**Extracted data:**
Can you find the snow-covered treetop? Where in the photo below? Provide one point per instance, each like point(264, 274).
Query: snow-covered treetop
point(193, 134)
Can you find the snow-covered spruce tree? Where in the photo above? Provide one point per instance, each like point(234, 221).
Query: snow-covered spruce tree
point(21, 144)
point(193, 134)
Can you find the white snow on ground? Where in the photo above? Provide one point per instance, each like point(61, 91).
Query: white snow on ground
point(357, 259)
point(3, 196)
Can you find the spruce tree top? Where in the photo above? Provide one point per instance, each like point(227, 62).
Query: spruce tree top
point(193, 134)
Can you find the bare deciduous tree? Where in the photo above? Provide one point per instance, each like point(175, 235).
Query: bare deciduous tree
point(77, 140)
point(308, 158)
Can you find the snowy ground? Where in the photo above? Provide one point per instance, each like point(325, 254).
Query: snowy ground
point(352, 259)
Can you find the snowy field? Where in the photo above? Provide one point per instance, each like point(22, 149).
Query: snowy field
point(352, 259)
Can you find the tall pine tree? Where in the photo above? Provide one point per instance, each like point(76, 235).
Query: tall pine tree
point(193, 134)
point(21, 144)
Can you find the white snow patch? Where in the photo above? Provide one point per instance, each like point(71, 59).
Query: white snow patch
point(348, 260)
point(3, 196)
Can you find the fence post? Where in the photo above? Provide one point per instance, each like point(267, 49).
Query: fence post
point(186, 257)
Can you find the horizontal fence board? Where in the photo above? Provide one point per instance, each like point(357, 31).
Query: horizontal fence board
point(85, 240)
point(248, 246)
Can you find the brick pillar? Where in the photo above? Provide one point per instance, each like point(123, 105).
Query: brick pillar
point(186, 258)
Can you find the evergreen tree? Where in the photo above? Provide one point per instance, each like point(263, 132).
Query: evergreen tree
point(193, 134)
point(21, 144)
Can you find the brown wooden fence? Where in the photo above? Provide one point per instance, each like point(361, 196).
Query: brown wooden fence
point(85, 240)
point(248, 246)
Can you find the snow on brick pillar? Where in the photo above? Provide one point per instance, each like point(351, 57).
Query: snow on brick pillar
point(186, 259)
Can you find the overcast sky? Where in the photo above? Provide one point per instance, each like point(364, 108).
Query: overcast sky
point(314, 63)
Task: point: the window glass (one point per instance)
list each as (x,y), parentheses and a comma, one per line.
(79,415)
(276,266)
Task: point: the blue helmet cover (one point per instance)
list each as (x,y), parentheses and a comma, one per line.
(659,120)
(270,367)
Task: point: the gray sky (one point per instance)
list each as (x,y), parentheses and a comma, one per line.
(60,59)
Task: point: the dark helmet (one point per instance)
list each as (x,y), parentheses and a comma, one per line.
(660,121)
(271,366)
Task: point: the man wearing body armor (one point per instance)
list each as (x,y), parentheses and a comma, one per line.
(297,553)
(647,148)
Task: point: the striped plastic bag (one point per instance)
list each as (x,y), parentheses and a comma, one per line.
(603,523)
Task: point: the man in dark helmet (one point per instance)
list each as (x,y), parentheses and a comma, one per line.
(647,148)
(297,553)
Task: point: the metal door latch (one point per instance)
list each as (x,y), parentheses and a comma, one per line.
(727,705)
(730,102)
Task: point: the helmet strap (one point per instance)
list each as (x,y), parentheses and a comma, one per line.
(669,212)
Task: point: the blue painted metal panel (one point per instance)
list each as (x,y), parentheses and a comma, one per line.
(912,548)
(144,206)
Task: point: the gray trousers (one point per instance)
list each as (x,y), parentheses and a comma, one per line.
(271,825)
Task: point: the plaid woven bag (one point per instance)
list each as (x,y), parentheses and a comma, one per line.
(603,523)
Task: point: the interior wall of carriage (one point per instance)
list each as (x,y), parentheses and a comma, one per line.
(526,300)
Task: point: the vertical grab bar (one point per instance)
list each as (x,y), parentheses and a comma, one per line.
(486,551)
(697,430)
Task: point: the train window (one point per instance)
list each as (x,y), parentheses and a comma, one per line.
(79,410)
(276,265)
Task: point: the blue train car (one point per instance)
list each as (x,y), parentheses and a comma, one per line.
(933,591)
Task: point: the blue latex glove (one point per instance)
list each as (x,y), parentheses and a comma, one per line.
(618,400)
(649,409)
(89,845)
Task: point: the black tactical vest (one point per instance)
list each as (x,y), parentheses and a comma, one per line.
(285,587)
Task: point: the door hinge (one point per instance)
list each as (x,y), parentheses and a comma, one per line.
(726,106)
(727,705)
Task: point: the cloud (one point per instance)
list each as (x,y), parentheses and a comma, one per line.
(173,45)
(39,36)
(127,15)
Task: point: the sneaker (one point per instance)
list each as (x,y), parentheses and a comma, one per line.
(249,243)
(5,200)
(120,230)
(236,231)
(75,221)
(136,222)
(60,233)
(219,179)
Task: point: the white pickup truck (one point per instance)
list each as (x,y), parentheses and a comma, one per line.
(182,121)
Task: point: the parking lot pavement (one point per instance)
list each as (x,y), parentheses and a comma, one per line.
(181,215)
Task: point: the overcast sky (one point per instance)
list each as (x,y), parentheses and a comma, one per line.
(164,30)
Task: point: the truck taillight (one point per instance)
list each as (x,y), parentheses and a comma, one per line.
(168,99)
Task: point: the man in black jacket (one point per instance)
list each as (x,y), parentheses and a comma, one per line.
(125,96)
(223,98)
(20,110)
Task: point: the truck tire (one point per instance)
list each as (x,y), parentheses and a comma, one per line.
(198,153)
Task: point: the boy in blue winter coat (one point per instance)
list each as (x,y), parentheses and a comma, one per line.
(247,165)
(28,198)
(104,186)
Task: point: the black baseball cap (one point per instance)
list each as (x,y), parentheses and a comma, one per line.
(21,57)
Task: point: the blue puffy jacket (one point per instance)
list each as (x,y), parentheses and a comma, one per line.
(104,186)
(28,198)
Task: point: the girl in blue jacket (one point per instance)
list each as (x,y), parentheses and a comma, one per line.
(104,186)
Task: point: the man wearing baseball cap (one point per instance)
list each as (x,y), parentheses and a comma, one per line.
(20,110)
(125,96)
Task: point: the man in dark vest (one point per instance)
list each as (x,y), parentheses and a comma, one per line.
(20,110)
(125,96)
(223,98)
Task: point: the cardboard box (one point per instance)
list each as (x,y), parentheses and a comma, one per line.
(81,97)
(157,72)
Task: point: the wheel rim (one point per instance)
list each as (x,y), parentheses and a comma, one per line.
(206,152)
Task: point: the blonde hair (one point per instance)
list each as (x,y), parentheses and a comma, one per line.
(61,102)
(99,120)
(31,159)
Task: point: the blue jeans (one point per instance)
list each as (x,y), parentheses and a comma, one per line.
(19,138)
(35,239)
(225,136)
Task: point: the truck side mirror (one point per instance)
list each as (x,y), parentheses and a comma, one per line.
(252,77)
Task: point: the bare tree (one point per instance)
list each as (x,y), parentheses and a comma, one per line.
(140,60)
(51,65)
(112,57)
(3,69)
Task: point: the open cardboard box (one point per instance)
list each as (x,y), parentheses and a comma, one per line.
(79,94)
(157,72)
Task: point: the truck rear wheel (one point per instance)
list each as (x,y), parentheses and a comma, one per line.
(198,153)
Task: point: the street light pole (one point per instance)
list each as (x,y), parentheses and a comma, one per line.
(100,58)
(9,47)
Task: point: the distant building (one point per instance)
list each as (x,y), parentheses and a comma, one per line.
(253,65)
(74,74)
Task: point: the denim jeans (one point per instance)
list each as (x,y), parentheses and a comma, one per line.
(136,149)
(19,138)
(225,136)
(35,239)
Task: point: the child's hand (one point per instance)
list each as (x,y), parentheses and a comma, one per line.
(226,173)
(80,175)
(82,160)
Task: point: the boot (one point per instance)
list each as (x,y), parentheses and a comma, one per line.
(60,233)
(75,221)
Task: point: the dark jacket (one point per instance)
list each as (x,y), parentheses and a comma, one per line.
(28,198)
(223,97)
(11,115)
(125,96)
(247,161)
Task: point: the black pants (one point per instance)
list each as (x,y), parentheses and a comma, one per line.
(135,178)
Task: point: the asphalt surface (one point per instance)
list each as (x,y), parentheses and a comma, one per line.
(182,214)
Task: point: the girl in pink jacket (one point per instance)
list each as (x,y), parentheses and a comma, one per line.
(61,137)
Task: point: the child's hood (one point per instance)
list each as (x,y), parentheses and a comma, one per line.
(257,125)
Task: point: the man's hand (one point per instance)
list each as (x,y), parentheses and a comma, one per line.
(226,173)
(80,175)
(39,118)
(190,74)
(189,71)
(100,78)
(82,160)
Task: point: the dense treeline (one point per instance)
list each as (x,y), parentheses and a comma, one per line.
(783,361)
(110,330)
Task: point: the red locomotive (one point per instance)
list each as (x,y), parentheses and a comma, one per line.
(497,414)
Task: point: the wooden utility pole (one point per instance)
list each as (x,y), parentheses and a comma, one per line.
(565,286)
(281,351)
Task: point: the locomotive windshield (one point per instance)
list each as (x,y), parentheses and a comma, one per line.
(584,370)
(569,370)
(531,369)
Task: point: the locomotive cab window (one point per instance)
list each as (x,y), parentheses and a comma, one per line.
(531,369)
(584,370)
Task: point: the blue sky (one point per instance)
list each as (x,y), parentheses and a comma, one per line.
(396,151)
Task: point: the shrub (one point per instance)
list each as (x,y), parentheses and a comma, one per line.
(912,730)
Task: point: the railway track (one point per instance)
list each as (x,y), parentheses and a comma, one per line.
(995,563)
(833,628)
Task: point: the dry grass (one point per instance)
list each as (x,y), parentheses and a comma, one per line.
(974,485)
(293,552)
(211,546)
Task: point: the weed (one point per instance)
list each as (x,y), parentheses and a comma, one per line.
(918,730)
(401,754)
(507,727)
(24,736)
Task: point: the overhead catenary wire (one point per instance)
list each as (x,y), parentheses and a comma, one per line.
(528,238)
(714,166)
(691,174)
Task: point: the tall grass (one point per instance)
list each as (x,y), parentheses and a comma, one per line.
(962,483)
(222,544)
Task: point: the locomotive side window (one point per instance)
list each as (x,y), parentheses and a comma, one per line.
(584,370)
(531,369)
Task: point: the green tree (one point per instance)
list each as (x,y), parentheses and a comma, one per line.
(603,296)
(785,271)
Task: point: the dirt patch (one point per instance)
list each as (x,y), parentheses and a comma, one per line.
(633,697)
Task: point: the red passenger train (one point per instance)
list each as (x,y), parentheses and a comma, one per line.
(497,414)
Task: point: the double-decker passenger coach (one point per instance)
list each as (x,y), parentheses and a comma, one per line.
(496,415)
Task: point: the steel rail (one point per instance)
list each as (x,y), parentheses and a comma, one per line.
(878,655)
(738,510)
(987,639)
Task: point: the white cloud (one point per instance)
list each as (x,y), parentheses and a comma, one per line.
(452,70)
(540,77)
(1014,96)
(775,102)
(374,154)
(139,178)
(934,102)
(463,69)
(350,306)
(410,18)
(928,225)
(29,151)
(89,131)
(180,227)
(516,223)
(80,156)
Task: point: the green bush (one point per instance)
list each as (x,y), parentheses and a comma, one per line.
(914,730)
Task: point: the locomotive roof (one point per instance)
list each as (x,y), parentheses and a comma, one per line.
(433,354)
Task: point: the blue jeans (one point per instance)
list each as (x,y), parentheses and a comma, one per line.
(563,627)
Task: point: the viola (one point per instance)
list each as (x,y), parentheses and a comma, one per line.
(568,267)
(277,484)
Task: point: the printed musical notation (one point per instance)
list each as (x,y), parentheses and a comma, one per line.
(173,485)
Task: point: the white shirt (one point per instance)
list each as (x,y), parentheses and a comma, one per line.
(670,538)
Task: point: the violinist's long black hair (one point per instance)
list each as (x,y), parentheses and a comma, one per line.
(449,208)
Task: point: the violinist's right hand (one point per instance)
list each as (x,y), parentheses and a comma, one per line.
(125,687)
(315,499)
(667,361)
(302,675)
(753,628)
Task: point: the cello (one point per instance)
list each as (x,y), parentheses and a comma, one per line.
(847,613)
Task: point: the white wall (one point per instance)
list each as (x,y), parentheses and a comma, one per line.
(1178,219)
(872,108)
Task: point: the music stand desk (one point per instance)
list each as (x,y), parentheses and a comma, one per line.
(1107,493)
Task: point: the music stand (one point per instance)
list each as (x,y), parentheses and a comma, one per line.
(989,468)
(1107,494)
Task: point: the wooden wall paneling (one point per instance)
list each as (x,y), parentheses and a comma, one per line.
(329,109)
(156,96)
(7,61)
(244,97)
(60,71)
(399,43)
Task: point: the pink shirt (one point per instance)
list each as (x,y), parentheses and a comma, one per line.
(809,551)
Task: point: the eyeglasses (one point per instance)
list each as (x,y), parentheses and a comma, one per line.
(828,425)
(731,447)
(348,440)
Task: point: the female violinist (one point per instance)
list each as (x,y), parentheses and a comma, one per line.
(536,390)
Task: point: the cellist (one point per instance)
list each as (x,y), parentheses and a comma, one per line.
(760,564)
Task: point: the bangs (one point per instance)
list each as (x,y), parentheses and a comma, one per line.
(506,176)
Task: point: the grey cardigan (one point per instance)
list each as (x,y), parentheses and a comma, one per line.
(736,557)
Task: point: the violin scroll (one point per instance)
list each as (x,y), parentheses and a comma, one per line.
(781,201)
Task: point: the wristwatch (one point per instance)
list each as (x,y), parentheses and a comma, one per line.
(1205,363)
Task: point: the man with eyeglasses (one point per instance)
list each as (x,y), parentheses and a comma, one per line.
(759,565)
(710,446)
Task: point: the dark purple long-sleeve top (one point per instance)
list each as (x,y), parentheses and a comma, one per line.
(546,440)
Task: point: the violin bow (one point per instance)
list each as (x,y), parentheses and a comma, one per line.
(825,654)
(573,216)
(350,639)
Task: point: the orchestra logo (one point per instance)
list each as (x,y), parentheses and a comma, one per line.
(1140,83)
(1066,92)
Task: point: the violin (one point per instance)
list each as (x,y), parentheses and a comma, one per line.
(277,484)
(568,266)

**What is being asked:**
On how many lines above does the word "wall" appear? Answer with that figure only.

**Reply to the exercise:**
3